» **TASK DATA**:

========================

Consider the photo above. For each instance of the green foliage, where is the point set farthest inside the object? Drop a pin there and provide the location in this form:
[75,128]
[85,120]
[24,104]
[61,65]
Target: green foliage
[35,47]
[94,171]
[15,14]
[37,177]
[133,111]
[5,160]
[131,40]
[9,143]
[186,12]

========================

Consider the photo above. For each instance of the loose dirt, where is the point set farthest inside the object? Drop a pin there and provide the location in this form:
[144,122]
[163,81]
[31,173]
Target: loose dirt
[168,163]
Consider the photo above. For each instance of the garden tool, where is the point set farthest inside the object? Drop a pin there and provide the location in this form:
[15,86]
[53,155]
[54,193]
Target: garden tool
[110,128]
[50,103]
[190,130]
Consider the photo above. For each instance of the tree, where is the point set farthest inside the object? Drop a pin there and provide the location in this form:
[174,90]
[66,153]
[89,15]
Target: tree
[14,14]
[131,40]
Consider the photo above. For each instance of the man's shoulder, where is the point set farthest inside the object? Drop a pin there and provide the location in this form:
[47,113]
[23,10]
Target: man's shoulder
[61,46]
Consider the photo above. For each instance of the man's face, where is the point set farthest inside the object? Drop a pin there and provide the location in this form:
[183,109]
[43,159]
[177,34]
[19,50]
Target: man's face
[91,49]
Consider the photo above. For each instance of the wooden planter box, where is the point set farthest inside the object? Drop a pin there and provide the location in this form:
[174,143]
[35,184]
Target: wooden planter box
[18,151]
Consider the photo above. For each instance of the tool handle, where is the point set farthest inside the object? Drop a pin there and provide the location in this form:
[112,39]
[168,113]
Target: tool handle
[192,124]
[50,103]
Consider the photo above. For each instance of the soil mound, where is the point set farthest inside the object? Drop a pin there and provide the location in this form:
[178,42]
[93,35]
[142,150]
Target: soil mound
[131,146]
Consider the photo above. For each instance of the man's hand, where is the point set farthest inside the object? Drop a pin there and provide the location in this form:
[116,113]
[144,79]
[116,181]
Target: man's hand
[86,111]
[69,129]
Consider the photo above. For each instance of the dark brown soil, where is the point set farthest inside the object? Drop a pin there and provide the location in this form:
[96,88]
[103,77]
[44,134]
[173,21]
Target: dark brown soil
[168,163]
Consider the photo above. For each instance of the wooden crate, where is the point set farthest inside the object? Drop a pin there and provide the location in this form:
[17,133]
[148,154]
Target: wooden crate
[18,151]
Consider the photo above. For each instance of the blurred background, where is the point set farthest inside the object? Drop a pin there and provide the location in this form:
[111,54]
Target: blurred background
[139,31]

========================

» **OBJECTIVE**:
Report how many lines in the entries above contain the word "blurred", treating uppercase and lowercase as different, and give only the number.

» **ANSWER TO THIS PROBLEM**:
2